Wednesday, 29 June 2022

TRAFIG Synthesis Report \ Understand the needs of displaced people and identify solutions that last

Across the world, 16 million refugees and an unknown number of internally displaced persons (IDPs) experience long-lasting conditions of economic precarity, marginalization, rightlessness and future uncertainty. Their needs and preferences are widely ignored. The EU-funded project TRAFIG (Transnational Figurations of Displacement) investigated such protracted displacement situations and developed alternative solutions that are tailored to the capacities of displaced persons. In a “Synthesis Report” TRAFIG presents its final findings. Policy recommendations are presented in a “Policy Handbook”.

Research countries of the TRAFIG project. Map: TRAFIG \ BICC

“To address the problems of protracted displacement we need to better understand the factors shaping these difficult situations for refugees and IDPs. People must then stand at the heart of states’ responses”, Benjamin Etzold, coordinator of TRAFIG explains. The findings of TRAFIG’s empirical study in the Democratic Republic of the Congo (DRC), Ethiopia, Tanzania, Jordan, Pakistan, Greece, Italy and Germany show that besides humanitarian aid and protection also the relations between displaced people and hosts, as well as economic dynamics and political turbulences are of high importance for the living conditions of displaced people.

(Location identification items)

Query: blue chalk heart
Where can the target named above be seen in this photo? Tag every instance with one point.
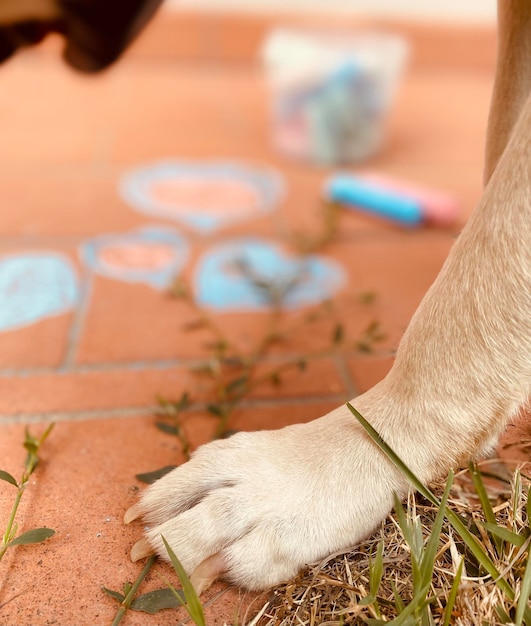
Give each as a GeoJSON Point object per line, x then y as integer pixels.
{"type": "Point", "coordinates": [249, 274]}
{"type": "Point", "coordinates": [33, 287]}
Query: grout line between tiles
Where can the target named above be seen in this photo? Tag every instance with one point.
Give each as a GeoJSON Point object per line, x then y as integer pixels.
{"type": "Point", "coordinates": [163, 364]}
{"type": "Point", "coordinates": [125, 412]}
{"type": "Point", "coordinates": [78, 322]}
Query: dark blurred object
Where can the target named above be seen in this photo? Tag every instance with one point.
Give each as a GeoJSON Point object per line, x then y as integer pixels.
{"type": "Point", "coordinates": [96, 31]}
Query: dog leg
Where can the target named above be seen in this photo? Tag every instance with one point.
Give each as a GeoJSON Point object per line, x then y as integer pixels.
{"type": "Point", "coordinates": [258, 506]}
{"type": "Point", "coordinates": [512, 83]}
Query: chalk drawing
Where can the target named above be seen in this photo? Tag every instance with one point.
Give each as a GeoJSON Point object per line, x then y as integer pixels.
{"type": "Point", "coordinates": [150, 255]}
{"type": "Point", "coordinates": [220, 284]}
{"type": "Point", "coordinates": [35, 286]}
{"type": "Point", "coordinates": [202, 196]}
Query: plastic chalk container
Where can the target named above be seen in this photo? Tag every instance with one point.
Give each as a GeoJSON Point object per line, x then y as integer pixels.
{"type": "Point", "coordinates": [331, 92]}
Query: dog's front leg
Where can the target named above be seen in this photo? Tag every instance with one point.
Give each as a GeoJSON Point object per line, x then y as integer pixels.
{"type": "Point", "coordinates": [259, 506]}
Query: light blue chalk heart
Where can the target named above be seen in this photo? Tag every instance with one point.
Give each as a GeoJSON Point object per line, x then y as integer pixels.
{"type": "Point", "coordinates": [33, 287]}
{"type": "Point", "coordinates": [264, 185]}
{"type": "Point", "coordinates": [249, 273]}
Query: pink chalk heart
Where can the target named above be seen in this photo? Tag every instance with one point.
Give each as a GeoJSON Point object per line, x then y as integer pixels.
{"type": "Point", "coordinates": [203, 196]}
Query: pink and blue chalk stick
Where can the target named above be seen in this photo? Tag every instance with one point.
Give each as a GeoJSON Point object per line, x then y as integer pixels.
{"type": "Point", "coordinates": [404, 203]}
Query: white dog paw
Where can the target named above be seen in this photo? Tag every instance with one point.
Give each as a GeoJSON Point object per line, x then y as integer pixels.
{"type": "Point", "coordinates": [257, 507]}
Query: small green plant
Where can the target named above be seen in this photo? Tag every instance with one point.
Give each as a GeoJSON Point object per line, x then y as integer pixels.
{"type": "Point", "coordinates": [9, 538]}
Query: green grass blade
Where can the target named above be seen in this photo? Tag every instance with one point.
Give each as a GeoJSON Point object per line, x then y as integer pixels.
{"type": "Point", "coordinates": [450, 603]}
{"type": "Point", "coordinates": [486, 505]}
{"type": "Point", "coordinates": [9, 478]}
{"type": "Point", "coordinates": [473, 544]}
{"type": "Point", "coordinates": [407, 532]}
{"type": "Point", "coordinates": [391, 455]}
{"type": "Point", "coordinates": [528, 505]}
{"type": "Point", "coordinates": [525, 592]}
{"type": "Point", "coordinates": [505, 534]}
{"type": "Point", "coordinates": [432, 545]}
{"type": "Point", "coordinates": [376, 569]}
{"type": "Point", "coordinates": [32, 536]}
{"type": "Point", "coordinates": [418, 602]}
{"type": "Point", "coordinates": [193, 604]}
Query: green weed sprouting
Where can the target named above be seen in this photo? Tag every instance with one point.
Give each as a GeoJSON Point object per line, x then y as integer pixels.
{"type": "Point", "coordinates": [9, 538]}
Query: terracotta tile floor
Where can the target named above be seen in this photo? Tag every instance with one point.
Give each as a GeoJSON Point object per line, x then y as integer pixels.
{"type": "Point", "coordinates": [96, 366]}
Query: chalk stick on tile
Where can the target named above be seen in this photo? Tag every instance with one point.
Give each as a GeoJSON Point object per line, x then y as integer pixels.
{"type": "Point", "coordinates": [407, 204]}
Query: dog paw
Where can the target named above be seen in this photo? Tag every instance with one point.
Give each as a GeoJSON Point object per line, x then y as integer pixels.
{"type": "Point", "coordinates": [257, 507]}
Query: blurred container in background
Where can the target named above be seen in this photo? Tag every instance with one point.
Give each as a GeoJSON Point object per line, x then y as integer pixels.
{"type": "Point", "coordinates": [331, 92]}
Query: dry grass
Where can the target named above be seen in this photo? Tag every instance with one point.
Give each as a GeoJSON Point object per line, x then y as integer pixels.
{"type": "Point", "coordinates": [344, 589]}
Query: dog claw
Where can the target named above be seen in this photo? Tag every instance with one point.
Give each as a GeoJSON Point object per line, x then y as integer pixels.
{"type": "Point", "coordinates": [140, 550]}
{"type": "Point", "coordinates": [132, 513]}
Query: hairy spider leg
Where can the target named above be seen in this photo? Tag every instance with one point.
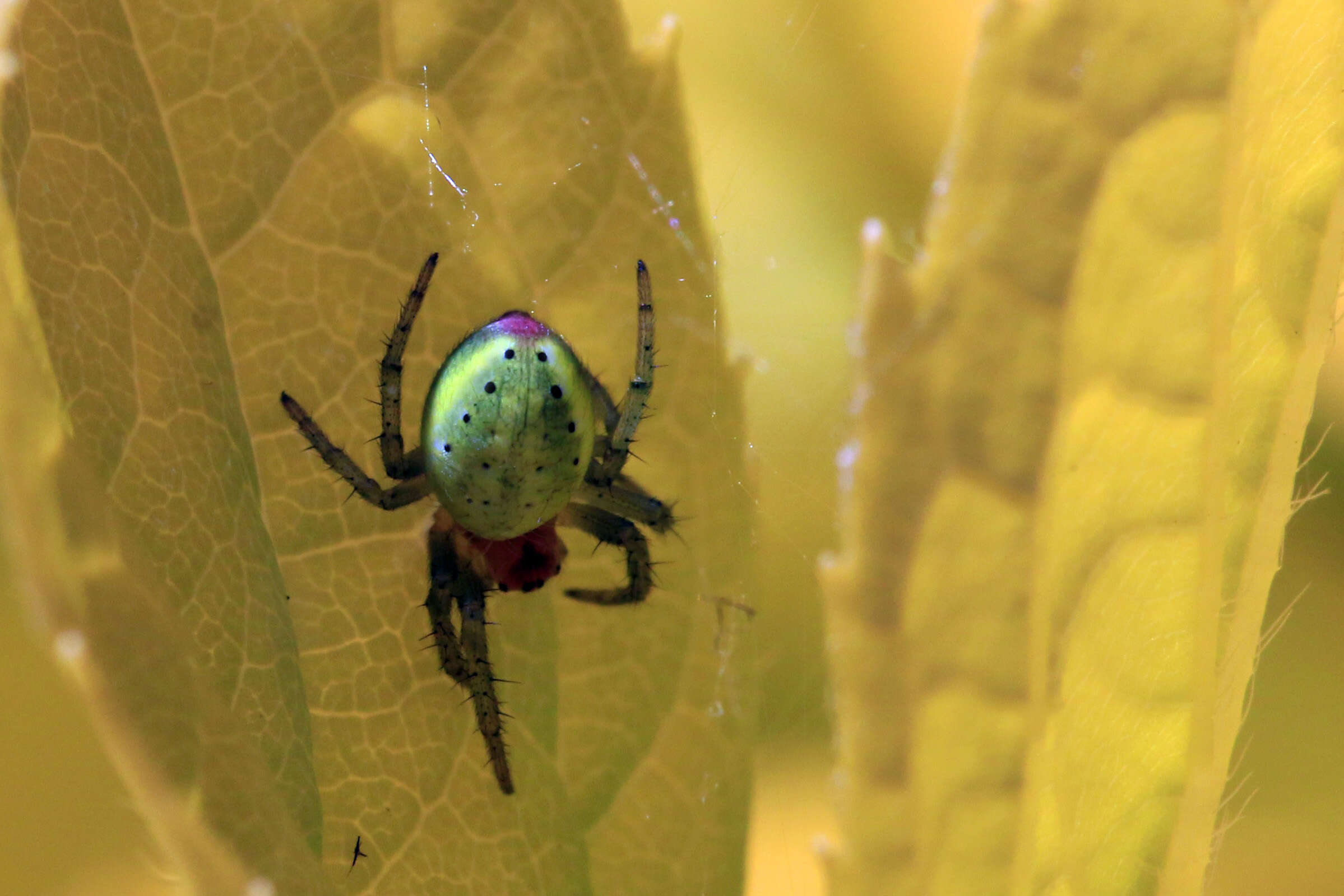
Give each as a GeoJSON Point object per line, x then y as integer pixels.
{"type": "Point", "coordinates": [443, 574]}
{"type": "Point", "coordinates": [636, 397]}
{"type": "Point", "coordinates": [365, 485]}
{"type": "Point", "coordinates": [467, 660]}
{"type": "Point", "coordinates": [398, 464]}
{"type": "Point", "coordinates": [609, 528]}
{"type": "Point", "coordinates": [627, 498]}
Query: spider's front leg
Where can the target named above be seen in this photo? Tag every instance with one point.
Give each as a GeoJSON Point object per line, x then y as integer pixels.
{"type": "Point", "coordinates": [365, 485]}
{"type": "Point", "coordinates": [397, 461]}
{"type": "Point", "coordinates": [631, 410]}
{"type": "Point", "coordinates": [609, 528]}
{"type": "Point", "coordinates": [468, 661]}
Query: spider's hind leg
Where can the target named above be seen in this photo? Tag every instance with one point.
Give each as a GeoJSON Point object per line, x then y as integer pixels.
{"type": "Point", "coordinates": [467, 661]}
{"type": "Point", "coordinates": [609, 528]}
{"type": "Point", "coordinates": [398, 462]}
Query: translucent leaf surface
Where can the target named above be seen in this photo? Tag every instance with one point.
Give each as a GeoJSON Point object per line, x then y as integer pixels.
{"type": "Point", "coordinates": [214, 205]}
{"type": "Point", "coordinates": [1081, 417]}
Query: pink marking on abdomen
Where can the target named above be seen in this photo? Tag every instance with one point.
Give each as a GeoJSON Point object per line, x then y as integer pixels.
{"type": "Point", "coordinates": [521, 324]}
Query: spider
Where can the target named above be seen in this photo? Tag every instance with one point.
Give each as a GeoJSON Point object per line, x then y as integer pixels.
{"type": "Point", "coordinates": [510, 449]}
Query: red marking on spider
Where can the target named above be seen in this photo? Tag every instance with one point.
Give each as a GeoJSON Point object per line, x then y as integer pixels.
{"type": "Point", "coordinates": [521, 324]}
{"type": "Point", "coordinates": [525, 562]}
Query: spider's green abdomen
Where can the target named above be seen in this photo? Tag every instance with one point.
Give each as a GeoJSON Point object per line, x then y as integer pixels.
{"type": "Point", "coordinates": [508, 428]}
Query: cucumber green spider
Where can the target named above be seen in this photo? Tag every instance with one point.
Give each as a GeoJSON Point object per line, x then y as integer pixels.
{"type": "Point", "coordinates": [510, 449]}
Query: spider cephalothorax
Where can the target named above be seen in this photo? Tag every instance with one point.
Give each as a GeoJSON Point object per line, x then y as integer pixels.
{"type": "Point", "coordinates": [510, 448]}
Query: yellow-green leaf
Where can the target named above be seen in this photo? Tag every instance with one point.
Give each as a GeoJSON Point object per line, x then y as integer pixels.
{"type": "Point", "coordinates": [214, 205]}
{"type": "Point", "coordinates": [1074, 461]}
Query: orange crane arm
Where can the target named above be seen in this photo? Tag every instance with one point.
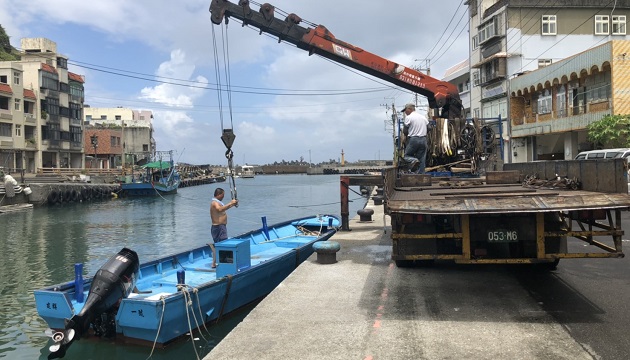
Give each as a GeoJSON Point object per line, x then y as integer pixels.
{"type": "Point", "coordinates": [440, 94]}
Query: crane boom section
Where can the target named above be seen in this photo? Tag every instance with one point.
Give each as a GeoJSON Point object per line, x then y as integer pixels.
{"type": "Point", "coordinates": [318, 40]}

* TASK SET *
a - Name every country where, according to the passage on the TRAFIG project, the empirical study was carried out.
b - Condense the paragraph beginning "Across the world, 16 million refugees" from the passage on the TRAFIG project into a short list that retains its main facts.
c - Pick up the passage on the TRAFIG project after its final sentence and continue it in the same formal register.

* ANSWERS TO THE PROBLEMS *
a -
- Democratic Republic of the Congo (DRC)
- Ethiopia
- Tanzania
- Jordan
- Pakistan
- Greece
- Italy
- Germany

b -
- Worldwide, 16 million refugees and an unknown number of internally displaced persons (IDPs) live with lasting economic precarity, marginalization, rightlessness and uncertainty about the future, and their needs and preferences are widely ignored.
- The EU-funded project TRAFIG (Transnational Figurations of Displacement) studied these protracted displacement situations and developed alternative solutions suited to the capacities of displaced persons.
- Its final findings appear in a "Synthesis Report," and its policy recommendations in a "Policy Handbook."

c -
The results of the project clearly show the importance of refugees’ everyday interactions and livelihoods as well as networks and movements, the project coordinator concludes: “While they are not a panacea for all challenges, people's own connections are an essential resource for sustainable and long-term solutions to their precarious situation. They must not be ignored in policy responses to protracted displacement.” As the key message of TRAFIG’s “Synthesis Report” Benjamin Etzold phrases: “Understanding the needs and the local, translocal and transnational ties of displaced people is the foundation for finding solutions that last.”

Additionally, the TRAFIG policy handbook “Strengthening policy responses to protracted displacement” emphasises 10 key takeaways and respective recommendations from the empirical work including 3,000 interviews in 11 countries in Africa, Middle East and Europe. Among them the researchers give the following policy recommendations:

\         Address displacement proactively: Stakeholders must break with the common misconception that non-action and the containment of displaced persons can solve anything. Policymakers need to proactively address the situation of both displaced persons and receiving societies.

\         Provide solutions, not deterrence: The aim of regional and national laws, policies, and practices in relation to migration must be to secure fundamental rights and provide long-term solutions for displaced persons, not to deter them.

\         Ratify and apply existing frameworks: To avoid negative consequences of displacement like marginalisation and precarity, it is first and foremost necessary for states to ratify and apply global international protection conventions, and to collaborate in the spirit of the Global Compact for Refugees.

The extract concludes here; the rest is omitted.